→ Assignment
Your reply should repeat all records verbatim and contain no images.
Start of Data records
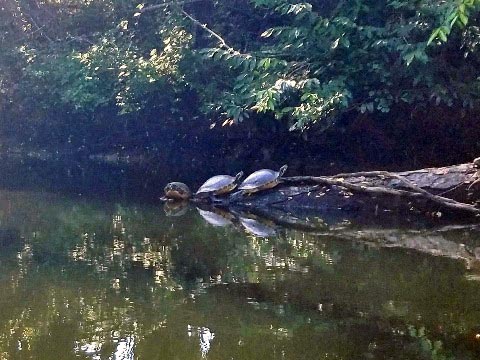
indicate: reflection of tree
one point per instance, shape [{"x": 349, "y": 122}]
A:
[{"x": 98, "y": 279}]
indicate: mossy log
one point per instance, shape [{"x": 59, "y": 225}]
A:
[{"x": 448, "y": 192}]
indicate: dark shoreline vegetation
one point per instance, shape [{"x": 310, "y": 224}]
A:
[{"x": 215, "y": 86}]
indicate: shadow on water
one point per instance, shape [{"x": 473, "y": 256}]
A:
[{"x": 90, "y": 278}]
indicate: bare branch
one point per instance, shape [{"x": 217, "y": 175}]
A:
[
  {"x": 211, "y": 32},
  {"x": 160, "y": 6}
]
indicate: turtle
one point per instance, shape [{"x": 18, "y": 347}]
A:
[
  {"x": 219, "y": 185},
  {"x": 177, "y": 191},
  {"x": 261, "y": 180},
  {"x": 476, "y": 162}
]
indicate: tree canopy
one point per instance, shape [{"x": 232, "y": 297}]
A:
[{"x": 307, "y": 63}]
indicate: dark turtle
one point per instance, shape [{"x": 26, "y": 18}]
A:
[
  {"x": 219, "y": 185},
  {"x": 177, "y": 191},
  {"x": 261, "y": 180}
]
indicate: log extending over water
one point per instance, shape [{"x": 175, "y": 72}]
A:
[{"x": 450, "y": 191}]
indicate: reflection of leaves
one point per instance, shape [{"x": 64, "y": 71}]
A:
[{"x": 427, "y": 348}]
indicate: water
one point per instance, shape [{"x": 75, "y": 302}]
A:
[{"x": 111, "y": 276}]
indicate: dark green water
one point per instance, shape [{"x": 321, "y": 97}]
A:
[{"x": 104, "y": 278}]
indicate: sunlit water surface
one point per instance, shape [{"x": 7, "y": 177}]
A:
[{"x": 92, "y": 278}]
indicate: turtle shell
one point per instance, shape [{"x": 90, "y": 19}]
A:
[
  {"x": 177, "y": 191},
  {"x": 262, "y": 179},
  {"x": 220, "y": 184}
]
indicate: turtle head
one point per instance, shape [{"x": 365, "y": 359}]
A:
[{"x": 238, "y": 177}]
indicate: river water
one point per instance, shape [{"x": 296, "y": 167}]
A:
[{"x": 92, "y": 266}]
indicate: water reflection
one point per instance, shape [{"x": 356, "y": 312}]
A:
[{"x": 96, "y": 280}]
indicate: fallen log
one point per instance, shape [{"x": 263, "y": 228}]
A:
[{"x": 448, "y": 192}]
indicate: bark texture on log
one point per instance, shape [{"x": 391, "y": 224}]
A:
[{"x": 452, "y": 192}]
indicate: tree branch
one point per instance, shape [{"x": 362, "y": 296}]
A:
[
  {"x": 160, "y": 6},
  {"x": 211, "y": 32}
]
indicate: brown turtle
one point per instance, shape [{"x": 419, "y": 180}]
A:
[
  {"x": 219, "y": 185},
  {"x": 262, "y": 180},
  {"x": 177, "y": 191}
]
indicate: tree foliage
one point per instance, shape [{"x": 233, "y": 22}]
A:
[{"x": 303, "y": 62}]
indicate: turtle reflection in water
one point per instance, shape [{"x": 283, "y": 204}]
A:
[
  {"x": 175, "y": 208},
  {"x": 258, "y": 227},
  {"x": 216, "y": 217},
  {"x": 218, "y": 185},
  {"x": 177, "y": 191},
  {"x": 262, "y": 180}
]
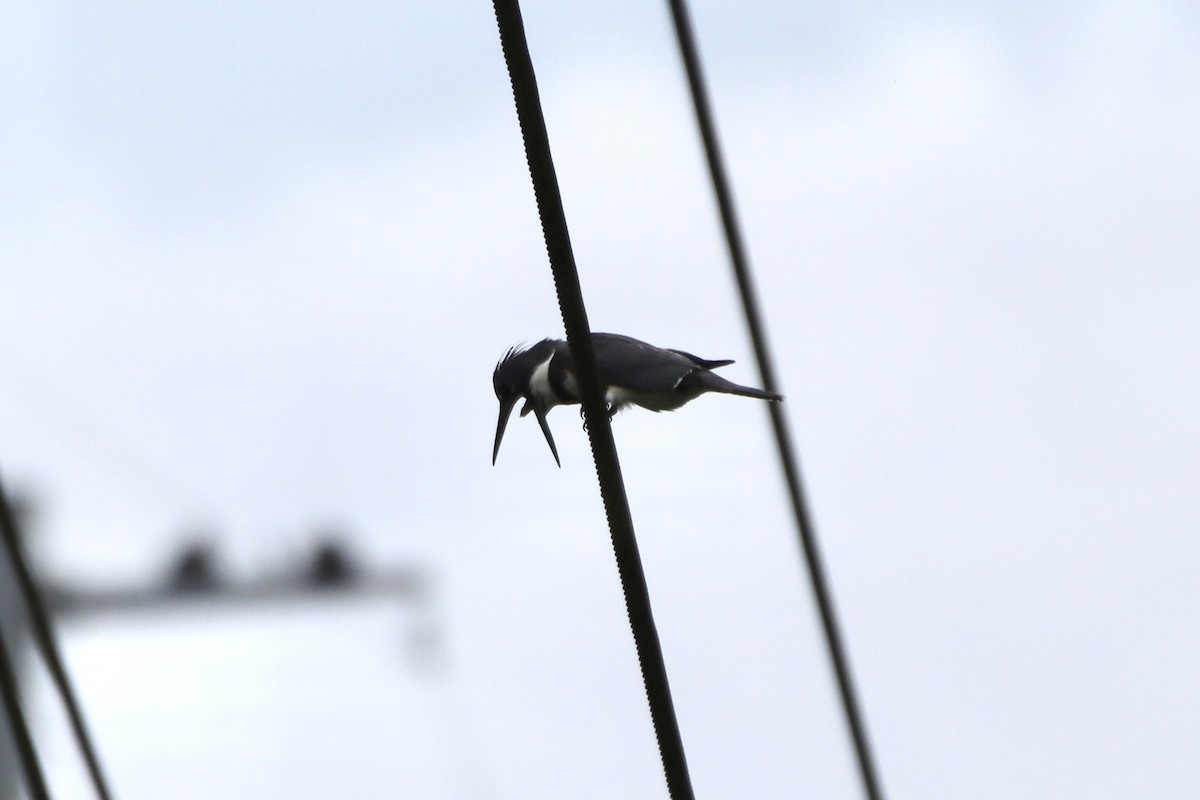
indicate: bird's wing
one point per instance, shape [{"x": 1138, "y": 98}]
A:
End of Data records
→ Output for this task
indicate: reflection of tree
one point per instance, shape [{"x": 349, "y": 122}]
A:
[{"x": 98, "y": 279}]
indicate: mossy log
one point per instance, shape [{"x": 59, "y": 225}]
A:
[{"x": 448, "y": 192}]
indicate: dark shoreline vegetation
one point per instance, shape [{"x": 310, "y": 224}]
A:
[{"x": 215, "y": 86}]
indicate: shadow on water
one point per instance, shape [{"x": 473, "y": 256}]
A:
[{"x": 90, "y": 278}]
indicate: bare branch
one point per instance, shape [{"x": 217, "y": 175}]
A:
[
  {"x": 211, "y": 32},
  {"x": 160, "y": 6}
]
indicate: turtle
one point per instance, shape [{"x": 18, "y": 347}]
A:
[
  {"x": 219, "y": 185},
  {"x": 177, "y": 191},
  {"x": 261, "y": 180},
  {"x": 476, "y": 162}
]
indicate: tree canopy
one point per instance, shape [{"x": 232, "y": 297}]
A:
[{"x": 307, "y": 63}]
indicate: dark turtle
one point per instance, shape [{"x": 26, "y": 18}]
A:
[
  {"x": 219, "y": 185},
  {"x": 177, "y": 191},
  {"x": 261, "y": 180}
]
indicate: log extending over water
one point per instance, shape [{"x": 175, "y": 72}]
A:
[{"x": 450, "y": 191}]
indicate: reflection of leaves
one point per instance, shape [{"x": 64, "y": 71}]
A:
[{"x": 427, "y": 348}]
indicate: water
one point per instance, shape [{"x": 75, "y": 302}]
A:
[{"x": 111, "y": 276}]
indicate: dark green water
one point per instance, shape [{"x": 321, "y": 97}]
A:
[{"x": 104, "y": 278}]
indicate: sunlit water surface
one point per instance, shape [{"x": 7, "y": 177}]
A:
[{"x": 92, "y": 278}]
indicate: turtle shell
one point per instance, shape [{"x": 90, "y": 19}]
A:
[
  {"x": 177, "y": 191},
  {"x": 262, "y": 179},
  {"x": 220, "y": 184}
]
indicate: turtle head
one point per instance, shape [{"x": 365, "y": 359}]
A:
[{"x": 238, "y": 177}]
indicate: river water
one point per instance, shape [{"x": 296, "y": 167}]
A:
[{"x": 92, "y": 266}]
indicate: water reflection
one point per instance, shape [{"x": 356, "y": 312}]
A:
[{"x": 96, "y": 280}]
indicate: fallen log
one point per instance, shape [{"x": 263, "y": 228}]
A:
[{"x": 448, "y": 192}]
indicate: bark texture on log
one point per instance, shape [{"x": 391, "y": 224}]
A:
[{"x": 452, "y": 192}]
indicate: tree branch
one point per instance, shape [{"x": 362, "y": 296}]
A:
[
  {"x": 160, "y": 6},
  {"x": 211, "y": 32}
]
indicate: brown turtle
one point per instance, shape [{"x": 419, "y": 180}]
A:
[
  {"x": 219, "y": 185},
  {"x": 262, "y": 180},
  {"x": 177, "y": 191}
]
indicate: tree foliage
one point per instance, shape [{"x": 233, "y": 22}]
A:
[{"x": 303, "y": 62}]
indicate: turtle reflection in water
one point per instance, shape [{"x": 283, "y": 204}]
A:
[
  {"x": 175, "y": 208},
  {"x": 258, "y": 227},
  {"x": 216, "y": 217},
  {"x": 218, "y": 185},
  {"x": 177, "y": 191},
  {"x": 262, "y": 180}
]
indicate: bird's wing
one point per instance, shape [{"x": 1138, "y": 98}]
A:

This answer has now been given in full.